Mesdames, Messieurs,

Chers amis,

 

Permettez-moi de ne pas faire ce soir un panégyrique du cardinal Jean-Louis TAURAN, mais d’évoquer quelques souvenirs de rencontres que j’ai pu avoir avec lui et ainsi d’expliciter les motifs qui sont les miens d’entrer, en pensant à lui, dans une prière d’action de grâce.

 

J’ai eu l’occasion comme évêque auxiliaire de Grenoble puis comme évêque de Montpellier de rencontrer à Rome Mgr Jean-Louis TAURAN. Mais c’est quand j’ai été nommé archevêque de Bordeaux que nos rencontres ont revêtu alors un caractère plus personnel. Après ma nomination, il m’a dit : « Vous, vous arrivez à Bordeaux, mais moi, je suis bordelais ». On a pu dire de lui que « s’il était le plus romain des bordelais, il était le plus bordelais des romains » ! Certes, il était attaché à Rome, où il a vécu une partie importante de sa vie. C’est à Rome, qu’il a d’ailleurs voulu être enterré. Je me rappelle ses paroles, il y a quelques années, lorsqu’il me confiait : « Les évêques sont enterrés dans la cathédrale de leur diocèse. Ce qui n’est pas le cas des évêques de Curie. Il faut donc que je commence à me préoccuper de ma tombe. Je pense à l’aménager dans mon église cardinalice, (en l’occurrence l’église Saint Apollinaire, près de la place Navone) ». De fait, s’il aimait vivre à Rome, il n’a jamais pourtant oublié Bordeaux, où résidaient sa famille et ses amis, où il avait un appartement. Il y venait régulièrement se reposer, trouvant là un calme et un incognito qui le changeaient de son environnement romain. Avec lui, nous parlions souvent de Bordeaux. Il me demandait des nouvelles de personnes qu’il connaissait et en particulier de prêtres amis.

 

Ordonné prêtre à Bordeaux en 1969, après un temps de ministère paroissial sur la paroisse Sainte-Eulalie, il fut envoyé à Rome pour se former à l’Académie pontificale ecclésiastique, l’École des nonces. Il fait partie de cette tradition de prêtres bordelais diplomates qui s’est poursuivie jusqu’à aujourd’hui. Il s’est mis pleinement au service de l’Église, au service des papes successifs de Jean-Paul II au pape François, en passant par le pape Benoît XVI. Tous ont reconnu ses qualités hors-pair de diplomate et de grand serviteur de l’Église : son intelligence des situations et des personnes, sa culture, son affabilité, sa prudence, sa discrétion, sa fidélité à l’Église et au Saint-Siège. Pendant douze années du pontificat de Jean-Paul II, comme Secrétaire pour les Relations du Saint-Siège avec les États, Mgr TAURAN pilota la diplomatie vaticane face aux secousses de la chute du communisme en Europe de l’Est, aux guerres de Yougoslavie, au génocide rwandais, aux attentats du 11 septembre 2001 et aux deux guerres du Golfe. Attentif à la vie des Églises locales, il fut un infatigable artisan de paix, d’entente entre les peuples, un promoteur des droits de la personne humaine et un défenseur de la liberté religieuse. Parlant avec lui de la situation internationale, j’ai toujours été impressionné par la qualité de son information et la précision de ses analyses.

Données brutes »
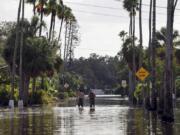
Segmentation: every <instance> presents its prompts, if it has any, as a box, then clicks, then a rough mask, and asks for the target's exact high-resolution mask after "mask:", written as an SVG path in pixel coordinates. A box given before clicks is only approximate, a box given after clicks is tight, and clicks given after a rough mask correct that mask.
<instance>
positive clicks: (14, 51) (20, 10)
mask: <svg viewBox="0 0 180 135" xmlns="http://www.w3.org/2000/svg"><path fill="white" fill-rule="evenodd" d="M21 4H22V0H19V7H18V15H17V28H16V40H15V47H14V52H13V62H12V77H11V97H10V98H11V99H13V97H14V87H15V74H16V55H17V47H18V43H19V30H20V25H19V22H20V13H21Z"/></svg>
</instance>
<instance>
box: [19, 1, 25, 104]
mask: <svg viewBox="0 0 180 135" xmlns="http://www.w3.org/2000/svg"><path fill="white" fill-rule="evenodd" d="M24 2H25V1H24V0H22V19H21V41H20V64H19V76H20V82H19V95H20V100H22V99H23V100H24V94H25V93H23V69H22V64H23V44H24ZM22 94H23V95H22ZM25 97H26V96H25ZM24 101H25V100H24Z"/></svg>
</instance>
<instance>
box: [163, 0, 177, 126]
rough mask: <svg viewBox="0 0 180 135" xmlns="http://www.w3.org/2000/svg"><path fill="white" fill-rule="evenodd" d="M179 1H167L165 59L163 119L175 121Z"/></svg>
mask: <svg viewBox="0 0 180 135" xmlns="http://www.w3.org/2000/svg"><path fill="white" fill-rule="evenodd" d="M176 4H177V1H174V0H171V1H168V2H167V36H166V37H167V42H166V44H167V45H166V59H165V79H164V83H165V88H164V109H163V116H162V119H163V120H165V121H168V122H172V121H174V110H173V99H172V94H173V81H174V80H173V70H172V69H173V64H172V62H173V24H174V11H175V7H176Z"/></svg>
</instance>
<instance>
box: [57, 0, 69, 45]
mask: <svg viewBox="0 0 180 135" xmlns="http://www.w3.org/2000/svg"><path fill="white" fill-rule="evenodd" d="M60 2H61V3H60V4H61V6H58V9H57V17H58V18H59V19H60V20H61V24H60V28H59V36H58V42H59V41H60V38H61V32H62V26H63V22H64V12H65V10H66V9H67V6H65V5H64V4H63V1H62V0H61V1H60Z"/></svg>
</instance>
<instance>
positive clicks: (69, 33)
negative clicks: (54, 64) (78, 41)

Tâche assignée 1 » D'après l'hommage au cardinal Tauran, en quelle année et dans quelle ville a-t-il été ordonné prêtre ?
Tâche assignée 2 » Recopiez à l'identique le passage de l'hommage au cardinal Tauran allant de « Permettez-moi de ne » jusqu'à « d’action de grâce. » inclus.
Tâche assignée 3 » Prolongez l'hommage au cardinal Tauran au-delà de sa dernière phrase.
Les entrées proviennent d'une source différente de celle du texte.

Résultat 1 » En 1969, à Bordeaux.

Résultat 2 »
Permettez-moi de ne pas faire ce soir un panégyrique du cardinal Jean-Louis TAURAN, mais d’évoquer quelques souvenirs de rencontres que j’ai pu avoir avec lui et ainsi d’expliciter les motifs qui sont les miens d’entrer, en pensant à lui, dans une prière d’action de grâce.

Résultat 3 »
 

Créé cardinal par le pape Jean-Paul II en 2003, il devait être appelé par son successeur, le pape Benoît XVI, à la tête du Conseil pontifical pour le Dialogue interreligieux, qui venait d’être rétabli. Un discours du pape à Ratisbonne en 2006 sur Religion et violence avait provoqué alors une grande émotion dans le monde musulman. Et donc, en 2007, le pape Benoît XVI faisait appel au cardinal TAURAN pour renouer les liens du dialogue interreligieux, tout particulièrement les relations de l’Église catholique avec les différentes instances musulmanes. Le Conseil pontifical pour le dialogue interreligieux allait ainsi bénéficier de la grande expérience internationale du cardinal et en particulier de son approche du monde arabe. En effet, dès son séjour au Liban comme auditeur de nonciature de 1979 à 1986, il avait manifesté un intérêt pour le Moyen-Orient, ses populations et ses familles religieuses et il continuait à en suivre de près les évolutions.

 

Il fut un artisan résolu du dialogue interreligieux, à une époque où celui-ci devenait plus difficile. Les événements du 11 septembre 2001, à New York, et le développement du terrorisme de groupes politiques se revendiquant de l’Islam allaient amener, ces dernières années, dans certains secteurs de l’opinion des pays occidentaux, des réactions très négatives vis-à-vis du dialogue interreligieux. Ceux qui le pratiquaient n’étaient-ils pas des naïfs ou des traitres ? Le cardinal TAURAN n’a pas été épargné par ces critiques ou ces jugements partisans. Il soulignait avec un certain humour qu’il avait été très surpris de se voir traité d’ « hérétique », lui qui avait toujours été un parfait défenseur de l’orthodoxie catholique.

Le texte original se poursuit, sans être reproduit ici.